- _GIVEN INSTRUCTION_: Gather each line of the listing below that contains the string "dark", and reproduce every such line in full.

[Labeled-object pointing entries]
━━━━━━━━

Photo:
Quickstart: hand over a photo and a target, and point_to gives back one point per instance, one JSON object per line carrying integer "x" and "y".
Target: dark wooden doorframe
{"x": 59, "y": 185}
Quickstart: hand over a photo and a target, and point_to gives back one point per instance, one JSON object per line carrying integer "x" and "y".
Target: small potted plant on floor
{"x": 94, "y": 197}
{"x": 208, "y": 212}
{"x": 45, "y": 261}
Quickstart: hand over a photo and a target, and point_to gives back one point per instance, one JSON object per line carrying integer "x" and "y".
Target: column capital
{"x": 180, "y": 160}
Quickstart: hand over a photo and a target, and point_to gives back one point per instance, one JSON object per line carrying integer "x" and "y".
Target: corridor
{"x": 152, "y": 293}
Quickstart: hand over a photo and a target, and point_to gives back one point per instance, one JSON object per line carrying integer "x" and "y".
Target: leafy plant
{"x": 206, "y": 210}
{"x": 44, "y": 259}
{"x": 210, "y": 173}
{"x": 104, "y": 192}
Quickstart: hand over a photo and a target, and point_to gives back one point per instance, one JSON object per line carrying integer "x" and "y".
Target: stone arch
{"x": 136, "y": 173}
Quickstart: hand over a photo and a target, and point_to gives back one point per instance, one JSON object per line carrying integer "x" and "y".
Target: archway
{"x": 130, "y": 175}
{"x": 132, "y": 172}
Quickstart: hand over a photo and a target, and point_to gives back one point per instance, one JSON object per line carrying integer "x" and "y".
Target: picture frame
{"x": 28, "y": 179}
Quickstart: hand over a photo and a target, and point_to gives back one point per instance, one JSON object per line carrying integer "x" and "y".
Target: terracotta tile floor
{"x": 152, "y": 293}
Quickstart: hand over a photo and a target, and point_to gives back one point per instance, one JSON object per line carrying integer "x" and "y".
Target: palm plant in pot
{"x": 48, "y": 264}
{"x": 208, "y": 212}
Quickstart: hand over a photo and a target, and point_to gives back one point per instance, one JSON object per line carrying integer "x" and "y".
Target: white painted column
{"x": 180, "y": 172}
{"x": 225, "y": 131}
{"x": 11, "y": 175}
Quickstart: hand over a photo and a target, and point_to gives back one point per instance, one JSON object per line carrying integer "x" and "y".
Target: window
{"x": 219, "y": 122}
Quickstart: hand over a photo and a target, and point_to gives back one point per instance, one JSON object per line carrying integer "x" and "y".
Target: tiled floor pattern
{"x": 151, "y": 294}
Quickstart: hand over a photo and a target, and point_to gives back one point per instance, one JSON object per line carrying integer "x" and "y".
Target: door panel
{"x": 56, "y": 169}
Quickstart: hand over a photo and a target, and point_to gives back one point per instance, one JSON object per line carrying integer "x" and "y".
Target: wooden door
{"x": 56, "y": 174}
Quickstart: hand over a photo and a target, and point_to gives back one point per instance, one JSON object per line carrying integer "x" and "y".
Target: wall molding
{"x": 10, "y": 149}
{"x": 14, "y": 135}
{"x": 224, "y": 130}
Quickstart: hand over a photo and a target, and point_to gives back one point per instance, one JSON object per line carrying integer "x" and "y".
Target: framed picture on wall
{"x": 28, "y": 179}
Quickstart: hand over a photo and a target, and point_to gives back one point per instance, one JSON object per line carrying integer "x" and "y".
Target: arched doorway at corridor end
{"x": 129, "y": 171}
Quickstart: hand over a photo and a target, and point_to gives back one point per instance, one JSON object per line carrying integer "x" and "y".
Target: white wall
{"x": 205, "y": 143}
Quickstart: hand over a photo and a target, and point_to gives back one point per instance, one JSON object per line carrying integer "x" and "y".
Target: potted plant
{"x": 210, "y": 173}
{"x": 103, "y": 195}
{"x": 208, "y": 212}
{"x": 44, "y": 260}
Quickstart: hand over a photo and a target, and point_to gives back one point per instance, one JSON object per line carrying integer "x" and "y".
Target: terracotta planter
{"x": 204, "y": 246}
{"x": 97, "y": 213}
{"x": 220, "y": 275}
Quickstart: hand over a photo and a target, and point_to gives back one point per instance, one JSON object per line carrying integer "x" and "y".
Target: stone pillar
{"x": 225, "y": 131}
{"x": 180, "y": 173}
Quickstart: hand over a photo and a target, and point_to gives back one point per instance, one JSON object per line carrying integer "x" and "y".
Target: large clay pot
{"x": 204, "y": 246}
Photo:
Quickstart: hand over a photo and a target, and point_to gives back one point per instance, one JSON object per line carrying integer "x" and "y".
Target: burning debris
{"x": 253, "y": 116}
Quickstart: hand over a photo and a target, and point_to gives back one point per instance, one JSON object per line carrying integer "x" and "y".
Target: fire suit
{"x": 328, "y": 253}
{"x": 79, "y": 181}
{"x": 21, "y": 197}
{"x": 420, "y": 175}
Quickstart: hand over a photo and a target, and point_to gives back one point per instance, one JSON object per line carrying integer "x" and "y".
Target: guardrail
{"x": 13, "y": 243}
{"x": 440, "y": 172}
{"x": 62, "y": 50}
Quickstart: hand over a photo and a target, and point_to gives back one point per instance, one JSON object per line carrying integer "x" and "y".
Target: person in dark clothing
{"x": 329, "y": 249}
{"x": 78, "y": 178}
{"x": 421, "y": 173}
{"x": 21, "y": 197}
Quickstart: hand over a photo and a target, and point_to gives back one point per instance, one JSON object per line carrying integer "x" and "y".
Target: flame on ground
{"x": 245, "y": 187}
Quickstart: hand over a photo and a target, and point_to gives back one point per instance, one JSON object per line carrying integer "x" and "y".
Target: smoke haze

━━━━━━━━

- _REPLY TO THE EXERCISE_:
Target: dark wooden doorframe
Target: person in dark clothing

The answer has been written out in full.